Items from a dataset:
-=-=-
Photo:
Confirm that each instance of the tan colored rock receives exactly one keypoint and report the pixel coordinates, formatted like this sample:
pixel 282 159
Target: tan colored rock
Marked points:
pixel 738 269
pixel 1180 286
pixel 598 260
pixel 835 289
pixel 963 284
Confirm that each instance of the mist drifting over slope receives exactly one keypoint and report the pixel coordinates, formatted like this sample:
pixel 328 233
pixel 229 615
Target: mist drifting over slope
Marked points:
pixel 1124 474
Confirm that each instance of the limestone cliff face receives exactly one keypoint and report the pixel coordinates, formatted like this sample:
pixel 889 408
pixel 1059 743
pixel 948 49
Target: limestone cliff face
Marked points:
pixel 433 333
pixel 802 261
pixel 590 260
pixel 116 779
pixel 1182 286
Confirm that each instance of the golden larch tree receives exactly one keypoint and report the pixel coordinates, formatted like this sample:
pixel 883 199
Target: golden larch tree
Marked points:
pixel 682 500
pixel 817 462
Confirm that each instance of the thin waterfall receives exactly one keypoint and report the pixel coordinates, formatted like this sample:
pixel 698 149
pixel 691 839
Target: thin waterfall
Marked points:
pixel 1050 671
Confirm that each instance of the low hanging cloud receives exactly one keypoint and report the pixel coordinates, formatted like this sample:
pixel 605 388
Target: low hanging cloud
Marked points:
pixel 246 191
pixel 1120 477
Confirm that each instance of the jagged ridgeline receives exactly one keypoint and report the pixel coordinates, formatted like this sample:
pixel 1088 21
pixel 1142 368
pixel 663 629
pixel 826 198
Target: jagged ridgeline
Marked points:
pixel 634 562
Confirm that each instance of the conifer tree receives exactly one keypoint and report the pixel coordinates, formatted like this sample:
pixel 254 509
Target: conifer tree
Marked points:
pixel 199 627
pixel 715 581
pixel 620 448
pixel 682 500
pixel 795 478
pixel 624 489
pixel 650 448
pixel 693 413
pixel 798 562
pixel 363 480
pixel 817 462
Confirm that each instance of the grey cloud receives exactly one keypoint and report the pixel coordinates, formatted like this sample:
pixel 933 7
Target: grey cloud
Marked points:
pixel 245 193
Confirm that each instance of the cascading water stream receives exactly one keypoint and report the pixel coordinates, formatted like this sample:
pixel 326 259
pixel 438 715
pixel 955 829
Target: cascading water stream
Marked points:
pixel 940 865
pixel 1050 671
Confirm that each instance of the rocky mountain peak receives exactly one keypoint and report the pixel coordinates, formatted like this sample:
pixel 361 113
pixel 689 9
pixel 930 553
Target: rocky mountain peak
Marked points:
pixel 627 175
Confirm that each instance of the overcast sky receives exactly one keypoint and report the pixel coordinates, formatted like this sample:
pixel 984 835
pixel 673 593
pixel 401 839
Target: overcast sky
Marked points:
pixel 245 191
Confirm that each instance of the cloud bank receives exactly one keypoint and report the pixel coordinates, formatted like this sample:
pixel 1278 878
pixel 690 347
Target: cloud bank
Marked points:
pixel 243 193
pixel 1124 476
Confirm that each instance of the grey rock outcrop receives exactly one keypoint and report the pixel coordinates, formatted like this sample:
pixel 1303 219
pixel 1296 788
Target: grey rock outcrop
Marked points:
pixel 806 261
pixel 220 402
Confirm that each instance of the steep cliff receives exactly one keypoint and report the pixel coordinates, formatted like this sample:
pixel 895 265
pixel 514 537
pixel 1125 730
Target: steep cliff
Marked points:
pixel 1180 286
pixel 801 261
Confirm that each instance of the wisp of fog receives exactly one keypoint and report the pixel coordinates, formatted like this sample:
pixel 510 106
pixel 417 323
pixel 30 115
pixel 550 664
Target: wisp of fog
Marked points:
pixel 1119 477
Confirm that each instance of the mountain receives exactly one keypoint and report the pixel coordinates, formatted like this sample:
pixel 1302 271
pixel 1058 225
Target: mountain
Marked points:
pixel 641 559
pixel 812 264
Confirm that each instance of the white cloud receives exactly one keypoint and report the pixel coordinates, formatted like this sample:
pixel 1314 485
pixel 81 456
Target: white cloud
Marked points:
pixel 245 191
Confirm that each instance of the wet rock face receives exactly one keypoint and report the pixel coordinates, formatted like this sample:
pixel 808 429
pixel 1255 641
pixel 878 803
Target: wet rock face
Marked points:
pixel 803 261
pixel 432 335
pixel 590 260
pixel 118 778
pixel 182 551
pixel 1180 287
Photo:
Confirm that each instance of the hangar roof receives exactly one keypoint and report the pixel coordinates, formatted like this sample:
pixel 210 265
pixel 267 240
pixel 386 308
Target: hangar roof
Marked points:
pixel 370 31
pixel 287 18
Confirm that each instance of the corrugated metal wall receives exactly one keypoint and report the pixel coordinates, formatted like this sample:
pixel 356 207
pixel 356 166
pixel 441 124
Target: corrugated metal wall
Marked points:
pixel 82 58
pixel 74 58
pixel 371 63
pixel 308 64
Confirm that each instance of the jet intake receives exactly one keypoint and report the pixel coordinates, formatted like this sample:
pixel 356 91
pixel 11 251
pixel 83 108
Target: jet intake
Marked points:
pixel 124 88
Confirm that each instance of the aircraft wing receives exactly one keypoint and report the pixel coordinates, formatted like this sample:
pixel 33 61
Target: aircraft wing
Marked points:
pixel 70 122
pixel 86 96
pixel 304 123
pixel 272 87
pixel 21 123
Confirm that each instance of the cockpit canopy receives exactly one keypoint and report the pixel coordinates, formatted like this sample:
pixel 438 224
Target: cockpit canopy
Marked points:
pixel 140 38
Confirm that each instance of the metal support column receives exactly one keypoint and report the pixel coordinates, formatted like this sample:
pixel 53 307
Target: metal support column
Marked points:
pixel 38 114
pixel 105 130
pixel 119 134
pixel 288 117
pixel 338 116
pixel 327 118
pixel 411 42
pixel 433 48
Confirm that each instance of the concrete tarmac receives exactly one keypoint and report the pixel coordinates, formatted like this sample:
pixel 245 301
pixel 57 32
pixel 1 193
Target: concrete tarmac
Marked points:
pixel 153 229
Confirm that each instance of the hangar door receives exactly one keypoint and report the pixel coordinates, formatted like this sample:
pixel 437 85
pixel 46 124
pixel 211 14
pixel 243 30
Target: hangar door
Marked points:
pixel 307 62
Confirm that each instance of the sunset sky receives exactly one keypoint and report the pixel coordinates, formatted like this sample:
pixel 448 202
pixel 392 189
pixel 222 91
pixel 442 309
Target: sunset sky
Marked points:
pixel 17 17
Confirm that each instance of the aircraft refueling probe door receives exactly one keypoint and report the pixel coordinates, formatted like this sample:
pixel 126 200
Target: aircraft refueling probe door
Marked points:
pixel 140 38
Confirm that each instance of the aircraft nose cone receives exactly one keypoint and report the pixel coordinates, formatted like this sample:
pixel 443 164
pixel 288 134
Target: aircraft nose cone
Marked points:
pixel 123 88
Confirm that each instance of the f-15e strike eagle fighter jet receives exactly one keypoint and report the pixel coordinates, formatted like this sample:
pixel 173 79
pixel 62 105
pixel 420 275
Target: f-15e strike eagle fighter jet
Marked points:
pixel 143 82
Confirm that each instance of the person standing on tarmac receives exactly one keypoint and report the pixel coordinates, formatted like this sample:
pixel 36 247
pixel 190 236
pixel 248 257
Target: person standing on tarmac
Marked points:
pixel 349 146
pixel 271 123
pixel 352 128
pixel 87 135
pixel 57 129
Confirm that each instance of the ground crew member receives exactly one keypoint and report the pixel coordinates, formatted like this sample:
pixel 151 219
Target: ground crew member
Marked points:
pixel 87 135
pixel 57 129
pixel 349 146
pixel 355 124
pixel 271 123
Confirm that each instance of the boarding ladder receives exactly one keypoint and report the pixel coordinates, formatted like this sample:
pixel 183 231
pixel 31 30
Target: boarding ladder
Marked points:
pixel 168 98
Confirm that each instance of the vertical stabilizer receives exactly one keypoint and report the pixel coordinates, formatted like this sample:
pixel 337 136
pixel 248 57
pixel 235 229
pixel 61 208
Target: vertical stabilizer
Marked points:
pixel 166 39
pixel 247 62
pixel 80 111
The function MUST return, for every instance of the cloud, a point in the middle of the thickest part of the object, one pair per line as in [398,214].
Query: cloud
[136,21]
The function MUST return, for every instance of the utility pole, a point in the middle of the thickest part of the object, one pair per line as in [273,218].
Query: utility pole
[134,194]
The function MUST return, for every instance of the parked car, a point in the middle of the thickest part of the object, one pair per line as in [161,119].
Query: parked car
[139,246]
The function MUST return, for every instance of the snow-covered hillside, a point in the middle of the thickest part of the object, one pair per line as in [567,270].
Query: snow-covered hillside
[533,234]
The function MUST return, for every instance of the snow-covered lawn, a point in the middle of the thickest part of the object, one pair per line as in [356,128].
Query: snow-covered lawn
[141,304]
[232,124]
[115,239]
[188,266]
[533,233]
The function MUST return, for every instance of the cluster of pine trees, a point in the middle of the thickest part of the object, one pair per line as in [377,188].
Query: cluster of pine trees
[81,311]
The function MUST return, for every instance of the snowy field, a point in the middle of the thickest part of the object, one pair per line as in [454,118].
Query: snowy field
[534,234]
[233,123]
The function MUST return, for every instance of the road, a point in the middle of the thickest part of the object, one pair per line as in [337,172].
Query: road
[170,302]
-=-=-
What is the number of lines in the records that contain "conifer"? State that number alone.

Finished task
2